## EXERCISE PROMPT
Work through the data below and give the number of lines holding "yellow", nothing more.

## DATA SUPPLIED
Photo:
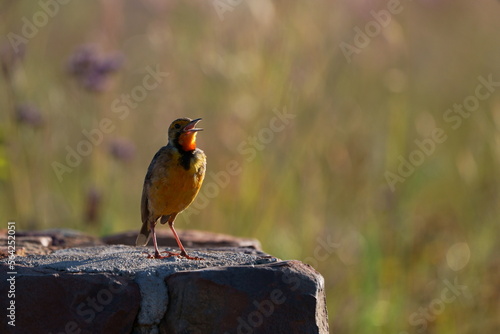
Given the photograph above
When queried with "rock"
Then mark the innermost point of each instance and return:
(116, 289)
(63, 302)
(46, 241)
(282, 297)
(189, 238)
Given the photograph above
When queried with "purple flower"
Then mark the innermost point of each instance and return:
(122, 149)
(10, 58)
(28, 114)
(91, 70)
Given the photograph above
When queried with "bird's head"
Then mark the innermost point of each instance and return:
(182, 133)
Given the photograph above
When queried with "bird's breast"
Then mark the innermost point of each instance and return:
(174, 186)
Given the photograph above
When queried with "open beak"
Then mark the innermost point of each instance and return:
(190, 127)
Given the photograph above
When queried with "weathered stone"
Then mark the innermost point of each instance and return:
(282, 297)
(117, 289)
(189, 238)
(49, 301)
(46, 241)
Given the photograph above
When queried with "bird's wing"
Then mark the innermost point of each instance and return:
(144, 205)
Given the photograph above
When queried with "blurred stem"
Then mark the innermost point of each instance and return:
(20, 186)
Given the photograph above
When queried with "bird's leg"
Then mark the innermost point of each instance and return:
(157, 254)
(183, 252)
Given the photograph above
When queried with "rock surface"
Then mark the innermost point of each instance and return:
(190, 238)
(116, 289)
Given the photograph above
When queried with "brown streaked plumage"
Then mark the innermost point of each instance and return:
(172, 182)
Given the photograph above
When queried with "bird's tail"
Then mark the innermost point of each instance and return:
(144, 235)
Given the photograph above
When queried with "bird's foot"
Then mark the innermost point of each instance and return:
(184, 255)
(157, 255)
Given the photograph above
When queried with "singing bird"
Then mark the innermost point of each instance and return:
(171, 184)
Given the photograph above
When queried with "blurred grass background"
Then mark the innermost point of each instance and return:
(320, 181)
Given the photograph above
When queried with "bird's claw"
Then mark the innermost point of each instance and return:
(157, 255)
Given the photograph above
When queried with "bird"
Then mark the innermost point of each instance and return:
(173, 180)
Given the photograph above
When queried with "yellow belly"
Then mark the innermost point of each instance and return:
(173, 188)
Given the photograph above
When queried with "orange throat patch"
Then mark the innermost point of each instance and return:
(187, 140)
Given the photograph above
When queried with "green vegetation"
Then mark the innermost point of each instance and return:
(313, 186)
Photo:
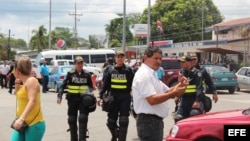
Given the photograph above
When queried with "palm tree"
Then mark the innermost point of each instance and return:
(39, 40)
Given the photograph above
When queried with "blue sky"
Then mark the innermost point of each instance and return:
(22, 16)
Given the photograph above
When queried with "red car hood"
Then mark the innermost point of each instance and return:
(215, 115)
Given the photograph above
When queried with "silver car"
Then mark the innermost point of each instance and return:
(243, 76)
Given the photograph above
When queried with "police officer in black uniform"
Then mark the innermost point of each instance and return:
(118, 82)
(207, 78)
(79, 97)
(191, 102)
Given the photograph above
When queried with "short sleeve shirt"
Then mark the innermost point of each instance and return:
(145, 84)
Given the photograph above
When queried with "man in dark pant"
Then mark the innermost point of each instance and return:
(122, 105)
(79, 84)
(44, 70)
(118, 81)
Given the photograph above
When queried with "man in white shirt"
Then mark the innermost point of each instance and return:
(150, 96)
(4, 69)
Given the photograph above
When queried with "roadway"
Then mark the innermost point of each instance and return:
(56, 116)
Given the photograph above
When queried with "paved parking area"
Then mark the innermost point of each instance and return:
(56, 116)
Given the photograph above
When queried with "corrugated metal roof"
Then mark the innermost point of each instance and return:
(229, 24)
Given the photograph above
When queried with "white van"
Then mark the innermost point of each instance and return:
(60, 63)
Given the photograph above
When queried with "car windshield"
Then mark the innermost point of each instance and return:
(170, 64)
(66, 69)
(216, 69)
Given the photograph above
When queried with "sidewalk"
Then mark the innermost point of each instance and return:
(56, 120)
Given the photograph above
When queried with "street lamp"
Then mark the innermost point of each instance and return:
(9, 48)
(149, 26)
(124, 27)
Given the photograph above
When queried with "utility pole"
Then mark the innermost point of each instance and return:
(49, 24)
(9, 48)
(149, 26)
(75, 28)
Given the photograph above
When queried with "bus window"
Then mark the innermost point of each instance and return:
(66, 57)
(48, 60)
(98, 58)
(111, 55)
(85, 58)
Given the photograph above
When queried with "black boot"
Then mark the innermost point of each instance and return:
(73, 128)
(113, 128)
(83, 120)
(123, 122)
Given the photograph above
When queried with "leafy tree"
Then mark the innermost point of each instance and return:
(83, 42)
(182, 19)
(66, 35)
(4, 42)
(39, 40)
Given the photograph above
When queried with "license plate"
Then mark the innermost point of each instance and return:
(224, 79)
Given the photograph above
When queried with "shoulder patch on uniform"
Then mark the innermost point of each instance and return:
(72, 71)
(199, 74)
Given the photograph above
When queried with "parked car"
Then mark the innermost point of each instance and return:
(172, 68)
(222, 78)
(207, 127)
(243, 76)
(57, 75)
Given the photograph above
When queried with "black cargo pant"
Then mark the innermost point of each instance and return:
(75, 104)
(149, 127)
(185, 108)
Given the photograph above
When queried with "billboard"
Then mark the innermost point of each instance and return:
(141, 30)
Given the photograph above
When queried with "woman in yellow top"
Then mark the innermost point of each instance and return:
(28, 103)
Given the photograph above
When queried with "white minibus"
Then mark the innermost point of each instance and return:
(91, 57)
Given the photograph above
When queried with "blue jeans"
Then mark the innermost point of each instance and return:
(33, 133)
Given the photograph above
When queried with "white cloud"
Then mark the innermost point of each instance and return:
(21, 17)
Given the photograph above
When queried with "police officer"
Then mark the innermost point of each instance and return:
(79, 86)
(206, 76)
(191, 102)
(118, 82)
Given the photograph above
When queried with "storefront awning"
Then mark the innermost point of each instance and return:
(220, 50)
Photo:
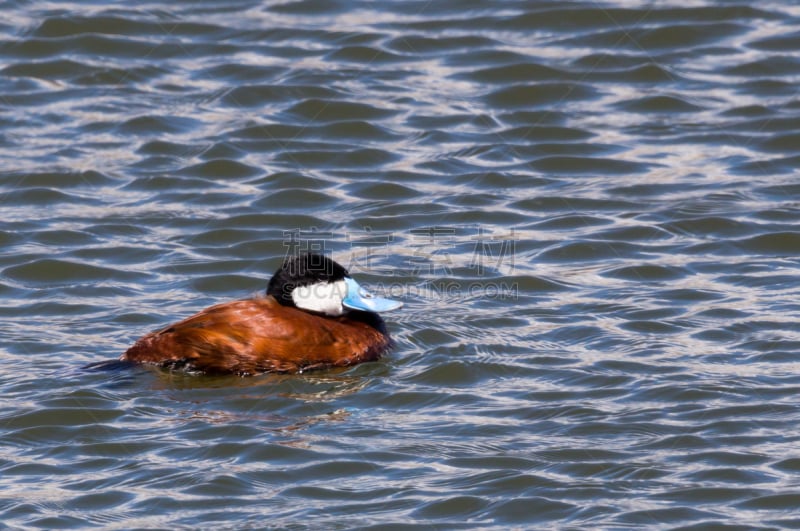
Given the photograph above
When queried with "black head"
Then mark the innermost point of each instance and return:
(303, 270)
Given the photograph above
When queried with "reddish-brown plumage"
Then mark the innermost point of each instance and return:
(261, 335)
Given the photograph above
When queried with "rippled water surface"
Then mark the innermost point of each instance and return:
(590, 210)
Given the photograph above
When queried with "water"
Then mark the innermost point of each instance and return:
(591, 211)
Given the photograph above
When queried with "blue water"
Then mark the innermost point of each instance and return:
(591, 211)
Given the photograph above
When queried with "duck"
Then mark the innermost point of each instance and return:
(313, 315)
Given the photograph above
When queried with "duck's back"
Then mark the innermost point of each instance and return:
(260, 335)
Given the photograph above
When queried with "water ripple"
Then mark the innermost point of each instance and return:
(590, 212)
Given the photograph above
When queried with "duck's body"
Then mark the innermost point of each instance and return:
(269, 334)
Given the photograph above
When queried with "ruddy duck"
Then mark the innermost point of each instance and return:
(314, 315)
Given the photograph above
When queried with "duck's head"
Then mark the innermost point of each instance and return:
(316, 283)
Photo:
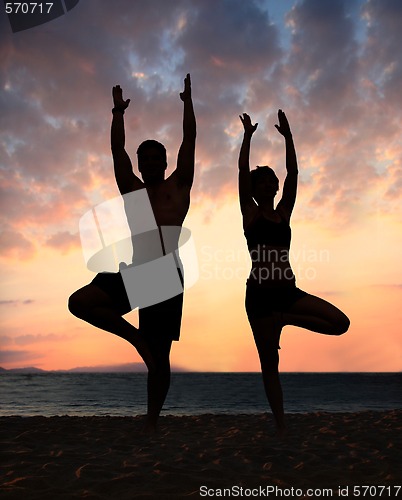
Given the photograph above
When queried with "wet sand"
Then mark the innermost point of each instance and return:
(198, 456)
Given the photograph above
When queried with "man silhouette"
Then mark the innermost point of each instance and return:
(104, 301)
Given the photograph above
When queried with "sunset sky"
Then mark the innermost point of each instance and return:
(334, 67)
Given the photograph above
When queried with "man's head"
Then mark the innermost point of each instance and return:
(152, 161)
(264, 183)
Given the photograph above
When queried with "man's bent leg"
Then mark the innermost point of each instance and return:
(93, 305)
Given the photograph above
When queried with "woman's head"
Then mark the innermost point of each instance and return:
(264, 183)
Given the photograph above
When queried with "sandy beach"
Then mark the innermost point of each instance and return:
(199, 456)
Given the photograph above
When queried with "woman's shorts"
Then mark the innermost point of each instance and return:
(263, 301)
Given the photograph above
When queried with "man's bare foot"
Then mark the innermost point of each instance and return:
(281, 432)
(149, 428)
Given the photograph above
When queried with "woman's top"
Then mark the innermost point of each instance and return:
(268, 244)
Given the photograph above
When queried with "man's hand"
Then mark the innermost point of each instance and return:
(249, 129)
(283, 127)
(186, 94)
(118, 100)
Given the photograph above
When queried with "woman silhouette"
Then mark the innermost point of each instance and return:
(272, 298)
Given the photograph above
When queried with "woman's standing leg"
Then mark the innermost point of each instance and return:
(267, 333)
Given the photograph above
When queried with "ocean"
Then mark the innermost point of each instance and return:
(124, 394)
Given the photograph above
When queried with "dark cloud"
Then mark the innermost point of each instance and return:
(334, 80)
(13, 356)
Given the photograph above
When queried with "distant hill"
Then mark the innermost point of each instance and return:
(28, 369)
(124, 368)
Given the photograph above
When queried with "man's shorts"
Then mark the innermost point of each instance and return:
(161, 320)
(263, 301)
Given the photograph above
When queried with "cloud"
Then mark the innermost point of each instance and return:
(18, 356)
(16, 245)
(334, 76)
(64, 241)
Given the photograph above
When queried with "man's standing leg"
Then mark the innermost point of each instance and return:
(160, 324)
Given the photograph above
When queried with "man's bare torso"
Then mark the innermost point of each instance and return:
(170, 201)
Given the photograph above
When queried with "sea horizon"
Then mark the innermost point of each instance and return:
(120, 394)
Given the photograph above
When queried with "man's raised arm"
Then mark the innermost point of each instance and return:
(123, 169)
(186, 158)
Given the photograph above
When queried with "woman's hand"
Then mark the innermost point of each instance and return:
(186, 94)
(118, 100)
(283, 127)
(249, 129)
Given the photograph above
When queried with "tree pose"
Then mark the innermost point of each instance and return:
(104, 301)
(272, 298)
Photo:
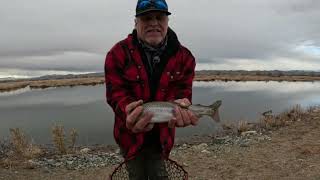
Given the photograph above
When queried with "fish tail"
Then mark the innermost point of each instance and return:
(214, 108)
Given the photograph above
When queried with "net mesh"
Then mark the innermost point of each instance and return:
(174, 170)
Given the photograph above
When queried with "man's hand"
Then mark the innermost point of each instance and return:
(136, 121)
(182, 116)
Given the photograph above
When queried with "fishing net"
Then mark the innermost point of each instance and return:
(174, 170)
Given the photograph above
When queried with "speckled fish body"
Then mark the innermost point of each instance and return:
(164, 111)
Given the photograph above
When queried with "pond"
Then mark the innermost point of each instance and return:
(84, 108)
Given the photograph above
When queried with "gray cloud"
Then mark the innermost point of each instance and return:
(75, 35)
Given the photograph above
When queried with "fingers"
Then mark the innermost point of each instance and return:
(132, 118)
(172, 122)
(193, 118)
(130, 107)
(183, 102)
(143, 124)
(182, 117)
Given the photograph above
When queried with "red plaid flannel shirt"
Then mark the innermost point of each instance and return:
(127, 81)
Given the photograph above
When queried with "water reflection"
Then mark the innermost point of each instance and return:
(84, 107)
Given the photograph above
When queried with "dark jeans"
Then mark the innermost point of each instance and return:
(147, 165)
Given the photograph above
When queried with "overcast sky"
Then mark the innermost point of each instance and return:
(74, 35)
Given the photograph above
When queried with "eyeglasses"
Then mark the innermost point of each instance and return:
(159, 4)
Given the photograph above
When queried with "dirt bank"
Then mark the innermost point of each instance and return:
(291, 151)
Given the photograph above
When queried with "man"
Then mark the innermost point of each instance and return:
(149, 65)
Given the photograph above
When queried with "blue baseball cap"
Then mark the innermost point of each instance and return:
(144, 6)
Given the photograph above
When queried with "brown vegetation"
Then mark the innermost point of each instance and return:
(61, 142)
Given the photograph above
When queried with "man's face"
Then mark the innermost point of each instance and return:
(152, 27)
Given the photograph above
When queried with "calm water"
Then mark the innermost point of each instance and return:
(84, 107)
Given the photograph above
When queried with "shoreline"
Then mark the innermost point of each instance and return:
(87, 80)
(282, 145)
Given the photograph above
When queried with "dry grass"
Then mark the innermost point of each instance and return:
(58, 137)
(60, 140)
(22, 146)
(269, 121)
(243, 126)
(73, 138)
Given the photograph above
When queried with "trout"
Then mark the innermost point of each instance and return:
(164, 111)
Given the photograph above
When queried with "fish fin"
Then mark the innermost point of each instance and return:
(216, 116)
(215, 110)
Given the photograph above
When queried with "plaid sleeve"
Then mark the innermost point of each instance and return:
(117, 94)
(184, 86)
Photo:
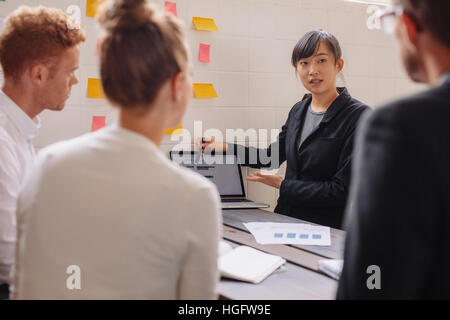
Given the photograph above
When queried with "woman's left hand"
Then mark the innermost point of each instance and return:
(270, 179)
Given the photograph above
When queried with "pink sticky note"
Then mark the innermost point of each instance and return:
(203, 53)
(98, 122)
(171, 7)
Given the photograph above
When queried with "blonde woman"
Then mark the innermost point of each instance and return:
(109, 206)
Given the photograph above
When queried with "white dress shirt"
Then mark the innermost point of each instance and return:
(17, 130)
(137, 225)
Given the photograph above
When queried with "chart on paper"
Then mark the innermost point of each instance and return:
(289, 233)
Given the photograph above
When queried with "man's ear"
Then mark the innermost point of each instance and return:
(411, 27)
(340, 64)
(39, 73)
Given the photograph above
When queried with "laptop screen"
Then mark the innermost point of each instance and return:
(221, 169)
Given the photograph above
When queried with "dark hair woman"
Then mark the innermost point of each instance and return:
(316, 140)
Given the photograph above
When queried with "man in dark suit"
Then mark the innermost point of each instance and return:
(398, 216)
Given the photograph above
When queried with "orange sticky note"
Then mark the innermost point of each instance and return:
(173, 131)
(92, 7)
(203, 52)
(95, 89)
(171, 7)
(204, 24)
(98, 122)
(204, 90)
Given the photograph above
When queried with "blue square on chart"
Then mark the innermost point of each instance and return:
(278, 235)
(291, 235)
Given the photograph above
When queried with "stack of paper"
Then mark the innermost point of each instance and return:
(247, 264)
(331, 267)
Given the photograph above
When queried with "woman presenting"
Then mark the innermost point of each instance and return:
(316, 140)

## EXERCISE RESPONSE
2